*** Dataset entries ***

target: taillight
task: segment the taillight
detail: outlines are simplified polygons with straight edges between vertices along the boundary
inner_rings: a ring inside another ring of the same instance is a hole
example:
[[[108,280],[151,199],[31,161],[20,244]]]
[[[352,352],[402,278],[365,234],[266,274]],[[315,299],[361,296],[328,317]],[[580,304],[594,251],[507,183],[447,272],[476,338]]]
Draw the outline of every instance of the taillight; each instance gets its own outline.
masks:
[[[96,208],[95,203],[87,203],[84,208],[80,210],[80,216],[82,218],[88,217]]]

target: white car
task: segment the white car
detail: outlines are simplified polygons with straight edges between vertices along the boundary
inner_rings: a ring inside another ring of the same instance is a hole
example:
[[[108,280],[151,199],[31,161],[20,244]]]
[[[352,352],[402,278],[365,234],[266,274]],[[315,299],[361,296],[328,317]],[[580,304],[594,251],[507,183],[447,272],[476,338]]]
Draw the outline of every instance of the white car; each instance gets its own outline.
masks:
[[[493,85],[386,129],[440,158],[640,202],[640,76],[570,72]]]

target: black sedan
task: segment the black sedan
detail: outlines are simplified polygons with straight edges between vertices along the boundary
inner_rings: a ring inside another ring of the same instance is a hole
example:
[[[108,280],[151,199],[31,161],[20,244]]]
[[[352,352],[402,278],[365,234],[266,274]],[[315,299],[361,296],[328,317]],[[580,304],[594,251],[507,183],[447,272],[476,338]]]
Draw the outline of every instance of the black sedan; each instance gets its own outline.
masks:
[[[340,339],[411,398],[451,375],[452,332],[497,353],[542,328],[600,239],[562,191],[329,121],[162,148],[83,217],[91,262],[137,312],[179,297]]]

*** End of Dataset entries ***

_Instructions for the task_
Set the lines down exactly, from the first line of the records to the line where "task: segment the white car" appears, with both ends kept.

_Solved exercise_
target: taillight
task: segment the taillight
detail: outlines are simplified polygons with straight edges between vertices along the boundary
inner_rings: a ring inside another ring of the same instance is a hole
example:
[[[108,280],[151,199],[31,161],[20,244]]]
[[[352,352],[402,278],[365,234],[266,274]],[[315,299],[361,296],[328,317]],[[580,304],[594,251],[507,183],[447,272],[476,338]]]
Draw the outline of every instance of the taillight; each instance gets its own outline.
masks:
[[[96,208],[95,203],[87,203],[84,208],[80,210],[80,216],[82,218],[88,217]]]

target: white car
task: segment the white car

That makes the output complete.